(Texte extrait)
+++

Critique : Maurice, d’après le roman éponyme d’Edward Morgan Forster, garde une place à part dans la filmographie si complexe et délicieusement surannée de James Ivory, probablement le cinéaste américain le plus attaché à l’Angleterre que le monde ait jamais porté. Détenteur du Lion d’argent et de la Coupe Volpi de la meilleure interprétation masculine pour James Wilby à la Mostra de Venise, Maurice a été pour Ivory l’heure de la reconnaissance internationale, après Chambre avec vue. Et bien que la bénédiction cinématographique fût tardive, Ivory n’a jamais cessé dans sa volonté inébranlable de construire une œuvre bouleversante, universelle et sensitive sur l’être refoulé, meurtri, opprimé par un régime royaliste, tellement persuadé de sa bien-pensance, sa doctrine, son idéologie, sa vérité, qu’il en oublie les répercussions sur l’individu. Le réalisateur a tour à tour dépeint la société londonienne, cloîtrée et moribonde, de la première moitié du XXe siècle dans Chambre avec vue, Retour à Howards End et Les Vestiges du jour, pour ne citer que les plus célèbres, mais Maurice demeure sa démonstration la plus brillante, une quintessence stylistique qu’il ne retrouvera plus.
Il est bien aidé par une distribution irréprochable, James Wilby et Hugh Grant en tête, tous deux absolument remarquables compte tenu de leur jeune âge, se révélant peu à peu deux faces d’une même pièce, l’un représentant peu ou prou la continuité d’un héritage familial et autocratique, se reposant sur ses acquis, l’autre symbolisant la révolution sexuelle et culturelle avorté d’un ancien monde qui s’apprête, sans le savoir, à entrer dans le premier conflit mondial, le film se clôturant intelligemment sur une certaine amertume, une nostalgie innommable.
Le long-métrage captive et surprend continuellement, loin du récit balisé auquel le genre peut se conformer. À une époque où l’homosexualité était toujours passible de la peine de mort et moralement condamnable, Maurice montre avec une infinie dévotion la difficulté de la vivre dans cet univers conformiste et répressif qu’est l’Angleterre d’Édouard VII. Toute la tragédie de ce rapport de force inévitable entre bourgeoisie, aristocratie et bonnes gens relève de l’indicible, comme une déflagration de violence psychologique dont l’origine serait ancrée dans la civilisation même.

+++

(Données fournies)
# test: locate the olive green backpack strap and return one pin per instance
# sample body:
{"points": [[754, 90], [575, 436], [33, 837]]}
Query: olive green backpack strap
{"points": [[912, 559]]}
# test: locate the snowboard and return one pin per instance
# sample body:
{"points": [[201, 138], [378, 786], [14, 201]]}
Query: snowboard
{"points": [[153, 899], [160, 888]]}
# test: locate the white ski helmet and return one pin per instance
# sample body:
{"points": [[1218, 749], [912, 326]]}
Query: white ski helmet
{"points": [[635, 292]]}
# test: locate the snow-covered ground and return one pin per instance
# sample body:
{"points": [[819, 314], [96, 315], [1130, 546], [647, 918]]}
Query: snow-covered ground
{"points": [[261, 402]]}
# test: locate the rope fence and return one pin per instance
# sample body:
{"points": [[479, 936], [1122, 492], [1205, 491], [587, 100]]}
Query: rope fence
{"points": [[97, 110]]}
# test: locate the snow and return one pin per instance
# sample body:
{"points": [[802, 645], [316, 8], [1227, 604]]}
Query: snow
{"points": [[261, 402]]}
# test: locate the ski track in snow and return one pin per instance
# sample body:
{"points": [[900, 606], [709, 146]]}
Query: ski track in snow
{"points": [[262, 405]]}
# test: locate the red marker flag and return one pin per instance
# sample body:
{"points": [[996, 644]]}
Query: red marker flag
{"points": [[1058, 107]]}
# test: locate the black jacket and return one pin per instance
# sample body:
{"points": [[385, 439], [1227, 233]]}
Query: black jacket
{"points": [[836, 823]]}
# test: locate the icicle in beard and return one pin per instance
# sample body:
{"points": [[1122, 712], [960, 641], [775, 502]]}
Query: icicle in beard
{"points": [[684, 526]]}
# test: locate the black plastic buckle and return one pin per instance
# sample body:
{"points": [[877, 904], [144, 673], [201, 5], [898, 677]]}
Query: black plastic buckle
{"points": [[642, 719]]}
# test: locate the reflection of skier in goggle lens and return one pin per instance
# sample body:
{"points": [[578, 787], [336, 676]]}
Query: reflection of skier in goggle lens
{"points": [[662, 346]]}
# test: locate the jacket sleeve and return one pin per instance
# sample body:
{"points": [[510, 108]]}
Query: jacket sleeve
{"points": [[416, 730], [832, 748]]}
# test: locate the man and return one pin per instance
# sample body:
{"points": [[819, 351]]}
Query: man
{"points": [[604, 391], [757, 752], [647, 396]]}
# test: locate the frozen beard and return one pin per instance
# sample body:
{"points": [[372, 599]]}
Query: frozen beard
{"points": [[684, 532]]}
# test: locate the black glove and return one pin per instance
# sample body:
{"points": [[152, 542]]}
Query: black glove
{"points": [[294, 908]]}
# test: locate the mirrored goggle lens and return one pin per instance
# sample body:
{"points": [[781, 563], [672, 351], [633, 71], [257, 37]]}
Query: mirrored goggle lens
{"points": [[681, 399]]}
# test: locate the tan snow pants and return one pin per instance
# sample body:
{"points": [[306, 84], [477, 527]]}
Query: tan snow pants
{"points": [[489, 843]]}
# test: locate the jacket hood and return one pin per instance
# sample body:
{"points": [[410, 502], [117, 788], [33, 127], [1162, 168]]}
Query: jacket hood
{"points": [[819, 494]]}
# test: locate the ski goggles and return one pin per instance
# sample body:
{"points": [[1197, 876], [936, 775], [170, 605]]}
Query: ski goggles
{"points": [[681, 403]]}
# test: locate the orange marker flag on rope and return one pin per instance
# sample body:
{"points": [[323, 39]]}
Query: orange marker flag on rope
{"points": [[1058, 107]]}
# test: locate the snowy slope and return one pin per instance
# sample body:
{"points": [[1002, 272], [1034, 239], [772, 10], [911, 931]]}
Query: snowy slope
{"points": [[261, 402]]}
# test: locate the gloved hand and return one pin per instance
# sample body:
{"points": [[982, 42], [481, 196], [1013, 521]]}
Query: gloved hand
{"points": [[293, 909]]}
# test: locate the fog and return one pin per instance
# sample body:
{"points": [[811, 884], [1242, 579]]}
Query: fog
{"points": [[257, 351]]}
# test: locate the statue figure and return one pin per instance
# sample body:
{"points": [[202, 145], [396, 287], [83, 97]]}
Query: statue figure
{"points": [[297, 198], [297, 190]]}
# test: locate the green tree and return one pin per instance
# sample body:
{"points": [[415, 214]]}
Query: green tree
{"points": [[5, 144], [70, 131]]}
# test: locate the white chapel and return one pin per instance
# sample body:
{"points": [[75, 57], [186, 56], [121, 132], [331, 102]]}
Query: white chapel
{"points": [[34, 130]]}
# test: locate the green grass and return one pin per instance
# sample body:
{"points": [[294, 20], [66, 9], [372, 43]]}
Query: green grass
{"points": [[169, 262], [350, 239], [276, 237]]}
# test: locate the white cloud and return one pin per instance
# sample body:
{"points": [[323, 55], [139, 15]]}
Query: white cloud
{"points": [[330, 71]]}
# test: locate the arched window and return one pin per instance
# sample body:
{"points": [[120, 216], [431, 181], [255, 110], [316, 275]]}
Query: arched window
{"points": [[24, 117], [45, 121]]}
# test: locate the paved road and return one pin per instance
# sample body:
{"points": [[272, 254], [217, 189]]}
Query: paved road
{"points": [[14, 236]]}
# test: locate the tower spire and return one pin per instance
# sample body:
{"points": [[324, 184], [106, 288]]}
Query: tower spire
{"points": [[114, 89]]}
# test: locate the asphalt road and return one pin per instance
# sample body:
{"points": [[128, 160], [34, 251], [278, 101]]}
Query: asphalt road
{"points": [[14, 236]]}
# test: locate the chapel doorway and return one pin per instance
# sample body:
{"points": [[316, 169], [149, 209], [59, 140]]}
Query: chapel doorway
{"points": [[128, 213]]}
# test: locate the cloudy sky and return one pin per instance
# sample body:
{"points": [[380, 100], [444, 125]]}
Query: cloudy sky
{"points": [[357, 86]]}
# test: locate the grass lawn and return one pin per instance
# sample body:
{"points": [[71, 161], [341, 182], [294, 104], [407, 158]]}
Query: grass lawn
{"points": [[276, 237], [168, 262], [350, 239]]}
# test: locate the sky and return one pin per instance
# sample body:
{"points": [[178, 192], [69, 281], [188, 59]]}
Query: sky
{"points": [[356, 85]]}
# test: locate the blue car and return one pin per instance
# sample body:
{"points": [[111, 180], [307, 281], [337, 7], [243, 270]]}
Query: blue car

+++

(Objectif énoncé 1)
D’après le texte extrait, quel prix James Wilby a-t-il obtenu à la Mostra de Venise ?
(Objectif énoncé 2)
Relevez tous les films de James Ivory cités par leur titre dans le texte extrait.
(Objectif énoncé 3)
Pour chaque affirmation, indiquez par oui ou par non si elle concorde avec le texte extrait, en citant les mots qui le justifient.
(a) Maurice est adapté d’un roman d’Edward Morgan Forster.
(b) Le film se termine sur une note d’optimisme.
(c) Le film se déroule dans l’Angleterre d’Édouard VII.
La liste ci-dessus forme un matériau distinct du texte extrait.

(Réponse 1)
La Coupe Volpi de la meilleure interprétation masculine.

(Réponse 2)
Maurice, Chambre avec vue, Retour à Howards End, Les Vestiges du jour

(Réponse 3)
(a) Oui : « d’après le roman éponyme d’Edward Morgan Forster »
(b) Non : « le film se clôturant intelligemment sur une certaine amertume, une nostalgie innommable »
(c) Oui : « cet univers conformiste et répressif qu’est l’Angleterre d’Édouard VII »